_PROBLEM DESCRIPTION_
Update the entries below by replacing "one path per line" with "each path on its own line" everywhere it occurs, leaving everything else unchanged. Omit the pictures from your answer.

(Segmentation dataset excerpts)
——————————

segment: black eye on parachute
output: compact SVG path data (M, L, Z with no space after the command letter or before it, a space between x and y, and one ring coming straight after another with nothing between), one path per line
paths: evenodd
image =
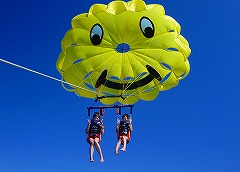
M90 32L90 39L93 45L99 45L103 38L103 28L100 24L95 24Z
M147 17L141 18L140 28L142 30L143 35L146 38L152 38L154 36L154 25L153 25L153 22L149 18L147 18Z

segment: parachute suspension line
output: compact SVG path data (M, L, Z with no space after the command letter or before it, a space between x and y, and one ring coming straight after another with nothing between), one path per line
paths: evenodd
M120 119L120 115L121 115L121 109L122 108L130 108L129 110L129 115L131 116L132 115L132 109L133 109L133 106L134 105L110 105L110 106L91 106L91 107L87 107L87 110L88 110L88 117L91 116L91 110L92 109L98 109L100 112L100 116L104 117L104 114L105 114L105 109L109 109L109 108L115 108L116 109L116 117L117 119Z
M29 69L29 68L20 66L20 65L18 65L18 64L16 64L16 63L12 63L12 62L9 62L9 61L7 61L7 60L3 60L3 59L1 59L1 58L0 58L0 61L3 62L3 63L9 64L9 65L11 65L11 66L15 66L15 67L17 67L17 68L26 70L26 71L28 71L28 72L31 72L31 73L34 73L34 74L43 76L43 77L45 77L45 78L49 78L49 79L52 79L52 80L54 80L54 81L61 82L61 83L63 83L63 84L68 84L68 85L70 85L70 86L72 86L72 87L76 87L76 88L79 88L79 89L82 89L82 90L85 90L85 91L89 91L89 92L94 93L93 91L90 91L90 90L85 89L85 88L83 88L83 87L80 87L80 86L71 84L71 83L69 83L69 82L63 81L63 80L61 80L61 79L54 78L54 77L52 77L52 76L49 76L49 75L46 75L46 74L43 74L43 73L40 73L40 72L37 72L37 71L35 71L35 70L32 70L32 69Z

——————————

_RESULT OF THE TASK_
segment: black eye on parachute
output: compact SVG path data (M, L, Z with no space after the command letter or before it, a space between x and y, and one ring coming straight after another with nothing between), each path on its own line
paths: evenodd
image =
M90 32L90 39L93 45L99 45L103 38L103 28L100 24L95 24Z
M147 17L141 18L140 28L142 30L143 35L146 38L152 38L154 36L154 25L153 25L153 22L149 18L147 18Z

segment: parachute suspension line
output: compact SVG path data (M, L, Z with no space after the command letter or before it, a space between x and y, and one ring coming straight after another with nothing between), each path on its own line
paths: evenodd
M120 119L120 115L121 115L121 109L122 108L130 108L129 110L129 115L131 116L132 115L132 109L133 109L133 106L134 105L110 105L110 106L91 106L91 107L87 107L87 110L88 110L88 117L91 116L91 110L92 109L98 109L100 112L100 116L104 117L104 114L105 114L105 109L109 109L109 108L115 108L116 109L116 117L117 119Z
M29 69L29 68L20 66L20 65L18 65L18 64L16 64L16 63L12 63L12 62L9 62L9 61L7 61L7 60L3 60L3 59L1 59L1 58L0 58L0 61L3 62L3 63L9 64L9 65L11 65L11 66L15 66L15 67L17 67L17 68L26 70L26 71L28 71L28 72L31 72L31 73L34 73L34 74L43 76L43 77L45 77L45 78L49 78L49 79L52 79L52 80L54 80L54 81L61 82L61 83L63 83L63 84L68 84L68 85L70 85L70 86L72 86L72 87L76 87L76 88L79 88L79 89L82 89L82 90L85 90L85 91L89 91L89 92L94 93L93 91L90 91L90 90L85 89L85 88L83 88L83 87L80 87L80 86L71 84L71 83L69 83L69 82L63 81L63 80L61 80L61 79L54 78L54 77L52 77L52 76L49 76L49 75L46 75L46 74L43 74L43 73L40 73L40 72L37 72L37 71L35 71L35 70L32 70L32 69Z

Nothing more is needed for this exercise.